__AIM__
Reproduce without any change the lines from the one containing "Locate every instance of the red blanket" through the last line below, including both of those lines.

__DATA IN THIS EXERCISE__
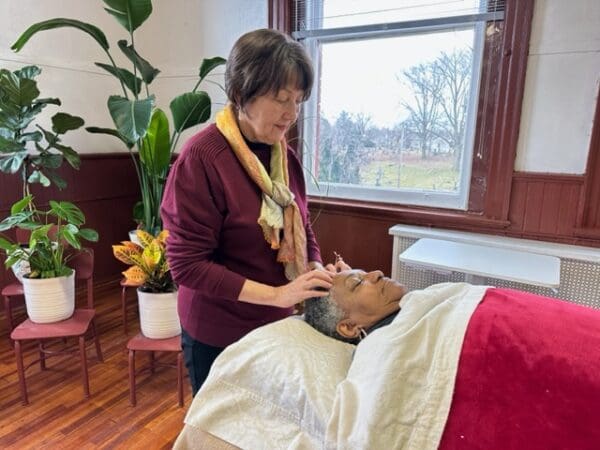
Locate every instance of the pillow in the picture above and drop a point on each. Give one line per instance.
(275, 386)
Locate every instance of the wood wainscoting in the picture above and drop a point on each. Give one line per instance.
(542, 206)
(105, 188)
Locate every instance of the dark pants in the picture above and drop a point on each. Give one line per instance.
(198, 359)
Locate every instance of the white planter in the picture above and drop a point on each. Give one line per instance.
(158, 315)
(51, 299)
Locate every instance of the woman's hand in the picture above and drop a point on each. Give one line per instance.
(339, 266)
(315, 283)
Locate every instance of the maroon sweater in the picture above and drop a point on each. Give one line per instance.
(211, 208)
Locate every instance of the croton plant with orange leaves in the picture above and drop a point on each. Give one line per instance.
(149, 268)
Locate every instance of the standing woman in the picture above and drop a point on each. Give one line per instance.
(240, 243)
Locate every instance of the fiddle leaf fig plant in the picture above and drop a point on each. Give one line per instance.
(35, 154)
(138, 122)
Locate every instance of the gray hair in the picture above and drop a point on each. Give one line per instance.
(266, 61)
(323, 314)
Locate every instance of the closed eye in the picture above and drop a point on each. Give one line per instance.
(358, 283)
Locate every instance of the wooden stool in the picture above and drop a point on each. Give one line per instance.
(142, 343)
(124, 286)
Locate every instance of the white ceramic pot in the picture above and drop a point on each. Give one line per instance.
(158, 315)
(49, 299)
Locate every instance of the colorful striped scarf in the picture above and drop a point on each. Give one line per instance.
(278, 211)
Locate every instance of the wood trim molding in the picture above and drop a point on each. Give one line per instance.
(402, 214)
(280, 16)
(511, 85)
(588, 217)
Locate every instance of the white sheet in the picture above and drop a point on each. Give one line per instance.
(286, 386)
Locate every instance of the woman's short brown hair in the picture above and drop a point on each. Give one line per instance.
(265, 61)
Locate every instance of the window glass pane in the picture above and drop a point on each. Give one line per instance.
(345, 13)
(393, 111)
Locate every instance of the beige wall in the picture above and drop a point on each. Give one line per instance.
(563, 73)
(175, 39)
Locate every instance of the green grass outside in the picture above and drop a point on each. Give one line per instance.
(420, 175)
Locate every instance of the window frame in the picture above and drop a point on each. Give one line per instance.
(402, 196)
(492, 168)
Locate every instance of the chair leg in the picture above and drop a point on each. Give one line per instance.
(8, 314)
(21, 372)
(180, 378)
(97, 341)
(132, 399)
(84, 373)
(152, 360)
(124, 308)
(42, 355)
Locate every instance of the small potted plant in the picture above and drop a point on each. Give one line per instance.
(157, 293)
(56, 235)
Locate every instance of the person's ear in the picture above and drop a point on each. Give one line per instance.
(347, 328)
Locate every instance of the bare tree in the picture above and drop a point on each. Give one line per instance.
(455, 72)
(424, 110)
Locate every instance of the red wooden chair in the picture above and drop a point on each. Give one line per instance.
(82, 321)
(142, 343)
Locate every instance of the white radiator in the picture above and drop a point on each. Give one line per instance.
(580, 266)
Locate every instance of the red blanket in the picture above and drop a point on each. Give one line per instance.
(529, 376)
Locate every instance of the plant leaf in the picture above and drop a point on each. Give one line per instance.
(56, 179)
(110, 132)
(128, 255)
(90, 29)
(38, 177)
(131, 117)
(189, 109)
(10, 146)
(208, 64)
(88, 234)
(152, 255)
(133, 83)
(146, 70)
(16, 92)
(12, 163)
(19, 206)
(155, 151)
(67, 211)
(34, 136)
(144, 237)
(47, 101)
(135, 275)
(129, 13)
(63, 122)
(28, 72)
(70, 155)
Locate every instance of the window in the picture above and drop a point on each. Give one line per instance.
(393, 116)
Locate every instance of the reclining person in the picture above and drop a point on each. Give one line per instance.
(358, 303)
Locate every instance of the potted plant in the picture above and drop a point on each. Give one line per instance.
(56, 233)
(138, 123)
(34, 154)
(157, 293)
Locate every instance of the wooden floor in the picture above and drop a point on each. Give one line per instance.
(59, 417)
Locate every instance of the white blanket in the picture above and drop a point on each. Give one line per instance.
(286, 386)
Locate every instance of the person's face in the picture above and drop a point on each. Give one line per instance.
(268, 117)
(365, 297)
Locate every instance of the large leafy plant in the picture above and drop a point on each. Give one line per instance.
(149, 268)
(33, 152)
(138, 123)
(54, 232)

__RESULT OF THIS TASK__
Locate every instance of the red blanket in the picture above and drop a point on each. Give one line per instance.
(529, 376)
Locate every instance of the plant leaf in the picture above and drop a point on each. Give one line per instance.
(56, 179)
(110, 132)
(128, 255)
(90, 29)
(38, 177)
(131, 117)
(189, 109)
(10, 146)
(208, 64)
(88, 234)
(152, 255)
(133, 83)
(146, 70)
(16, 92)
(12, 163)
(19, 206)
(155, 151)
(67, 211)
(34, 136)
(144, 237)
(47, 101)
(135, 275)
(129, 13)
(63, 122)
(28, 72)
(70, 155)
Locate every instance of the window in the picture above and drop a point on each. Give one line per instance.
(393, 116)
Locate every instance of the reclining person in the picture above and drop a point on each. Give one line per instance.
(358, 303)
Locate every instance of the potted plant in the picture above and drop a point on each. Give one line per instance.
(56, 233)
(138, 123)
(34, 154)
(157, 293)
Locate every instance of the wooden floor in the picture above and drop a point on each. Give one line per instance.
(59, 417)
Locate every instance of the white blanket in the picture above and drop a point on each. Give one line per instance.
(286, 386)
Locate every instance of the person's face in the picture above and drop a point on each. Give one line per instance.
(268, 117)
(365, 297)
Locate every instance of the large leafy plant in the picture above and drop a point on each. Give one line per instance.
(149, 268)
(33, 152)
(138, 123)
(54, 232)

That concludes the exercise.